:: Data for the task ::

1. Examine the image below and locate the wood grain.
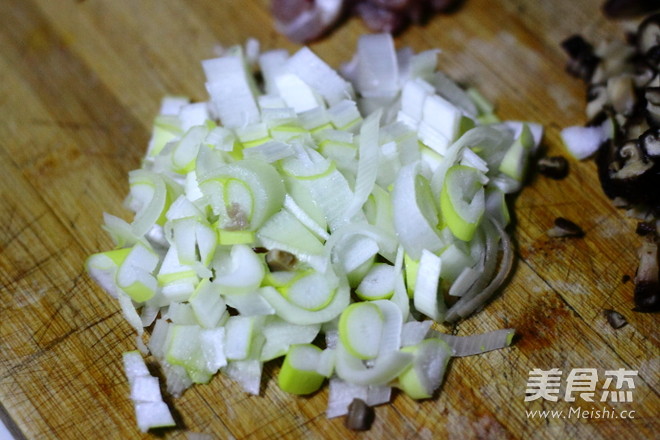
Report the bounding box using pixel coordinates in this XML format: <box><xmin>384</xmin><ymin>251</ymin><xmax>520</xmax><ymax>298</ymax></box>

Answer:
<box><xmin>0</xmin><ymin>0</ymin><xmax>660</xmax><ymax>439</ymax></box>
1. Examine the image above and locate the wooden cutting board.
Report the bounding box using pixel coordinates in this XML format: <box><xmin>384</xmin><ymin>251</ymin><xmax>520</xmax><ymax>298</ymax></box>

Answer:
<box><xmin>0</xmin><ymin>0</ymin><xmax>660</xmax><ymax>439</ymax></box>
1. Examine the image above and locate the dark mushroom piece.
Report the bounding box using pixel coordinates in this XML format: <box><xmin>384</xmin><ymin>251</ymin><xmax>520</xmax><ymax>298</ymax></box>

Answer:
<box><xmin>634</xmin><ymin>238</ymin><xmax>660</xmax><ymax>312</ymax></box>
<box><xmin>345</xmin><ymin>399</ymin><xmax>375</xmax><ymax>431</ymax></box>
<box><xmin>603</xmin><ymin>309</ymin><xmax>628</xmax><ymax>330</ymax></box>
<box><xmin>596</xmin><ymin>139</ymin><xmax>660</xmax><ymax>207</ymax></box>
<box><xmin>587</xmin><ymin>84</ymin><xmax>610</xmax><ymax>120</ymax></box>
<box><xmin>635</xmin><ymin>222</ymin><xmax>655</xmax><ymax>237</ymax></box>
<box><xmin>603</xmin><ymin>0</ymin><xmax>658</xmax><ymax>18</ymax></box>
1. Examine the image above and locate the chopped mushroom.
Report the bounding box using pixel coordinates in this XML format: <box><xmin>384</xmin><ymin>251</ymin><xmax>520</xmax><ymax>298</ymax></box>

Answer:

:::

• _Written problem_: Count the lines in the data above that contain the string "locate", treating uppercase and lowercase as different. Reply with the number only.

• _Answer to this problem_: 4